### SOURCE DOCUMENT
RalphAbbey Tracker

Re: Silhouette coefficient

RalphAbbey — Wed, 17 May 2023 15:11:00 GMT

Rick Wicklin has recently written a wonderful 2-part blog post about this.

https://blogs.sas.com/content/iml/2023/05/15/silhouette-statistic-cluster.html

https://blogs.sas.com/content/iml/2023/05/17/compute-silhouette-sas.html

Hopefully this can help.

Re: savestate issue with decisiontree train action cas

RalphAbbey — Fri, 10 Feb 2023 21:13:35 GMT

How are you reloading the model when you come back and try to score?

As you have saved the savestate table as a sashdat, you will need to load it back into the new session appropriately. Based upon your example here is something that might be close?

proc cas;
   table.loadTable /
   path = "GB_YEARLY_KMS_V3.sashdat"
   caslib = "onair"
   casout = {name="GB_YEARLY_KMS_V3", caslib="onair", replace=true}
;
run;

Then afterwards the astore call should run as it did in the previous session.

Re: PROC FOREST - Directly Converting outmodel= dataset to analytic store dataset

RalphAbbey — Thu, 14 Apr 2022 13:21:27 GMT

That's what I get for not fully checking the doc! Thanks for the correction!

Re: PROC FOREST - Directly Converting outmodel= dataset to analytic store dataset

RalphAbbey — Wed, 13 Apr 2022 17:55:44 GMT

Hi! I think what you're looking for might be the "dtreeExportModel" action in the decisionTree action set. This can take models created using the outmodel option and convert them to the type that you'd see from the savestate statement.

I'm not 100% sure of your setup, but try something like this:

proc cas;

action decisionTree.dtreeExportModel / table = {name="RF_Model_V1"}, casout = {name="name_of_model_astore", replace=1}, vote="PROB";

run;

quit;

I put the "replace=1" there so that it will overwrite previous tables if they have the same name (use carefully). I also put vote="PROB", which is the default voting method for PROC FOREST. You will want to specify to ensure that the scoring method matches what you expect - probability voting amongst the trees in the forest as opposed to majority voting amongst the trees in the forest.

### SOURCE DATA
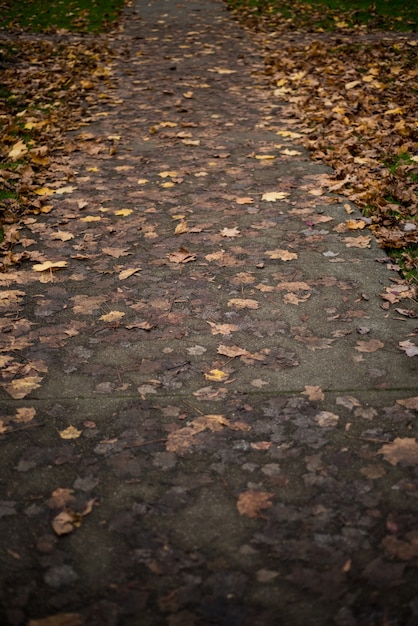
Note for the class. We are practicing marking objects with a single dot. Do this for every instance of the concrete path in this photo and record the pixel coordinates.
(208, 399)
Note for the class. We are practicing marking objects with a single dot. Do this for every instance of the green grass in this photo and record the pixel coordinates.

### DIRECTIVES
1. Give the date and time of every post in the SAS forum replies.
2. Extend the SAS forum replies onward from their final sentence.

### PER-TASK ANSWERS
1.
- Wed, 17 May 2023 15:11:00 GMT
- Fri, 10 Feb 2023 21:13:35 GMT
- Thu, 14 Apr 2022 13:21:27 GMT
- Wed, 13 Apr 2022 17:55:44 GMT

2.
I hope this helps, and feel free to reach out if you have any additional questions!

Re: Vertical Line for recommended cluster size in CCC plot in Enterprise Miner

RalphAbbey — Thu, 02 Apr 2020 20:45:01 GMT

Hi Saturday,

Where was it that you previously saw the CCC plots with the thin blue line that recommends the number of clusters?

Re: Silhouette coefficient

RalphAbbey — Mon, 16 Mar 2020 18:02:42 GMT

To my knowledge the Silhouette Coefficient isn't calculated as part of any SAS procedure or SAS Viya action. When I wrote the SAS Global Forum paper my goal was to discuss a lot of the methods that people use to evaluate clustering, but not necessarily limit myself to methods that are supported within the software.

There are some definite down-sides to the Silhouette Coefficient in that 1) you shouldn't use it to compare two different types of clustering - it's very much related to centroid based clustering methods 2) it is a time consuming metric to calculate if you have large numbers of observations.

That being said, I think that one of the better ways to implement if you are looking to do so in SAS would be by using SAS IML. Because the Silhouette Coefficient looks across all pairs of observations the matrix setup of IML would be an easier programming approach for this type of problem (as compared to Data Step - which is still doable).

Re: LIME in SAS without Viya

RalphAbbey — Fri, 01 Nov 2019 15:03:12 GMT

Unfortunately to my knowledge the only way would be to write a SAS macro that performs the steps of LIME yourself. This might be a little short on details, but cover these steps cover tabular LIME:

1) Run an analysis to obtain the variance for each input variable

2) Choose an observation which you wish to run LIME on

3) Create N samples, where the observations are sampled from a Gaussian normal distribution with mean equal to the variable value for observation from 2) and the variance equal to the variance from 1)

4) Calculate weights for each observation using the RBF kernel between the observation in 2) and the generated observations in 3)

5) Score this new data set using the model

6) Run a weighted regression on the scored data set using the output of the model as the dependent variable and the inputs of the model as the independent variables

Let me know if this helps.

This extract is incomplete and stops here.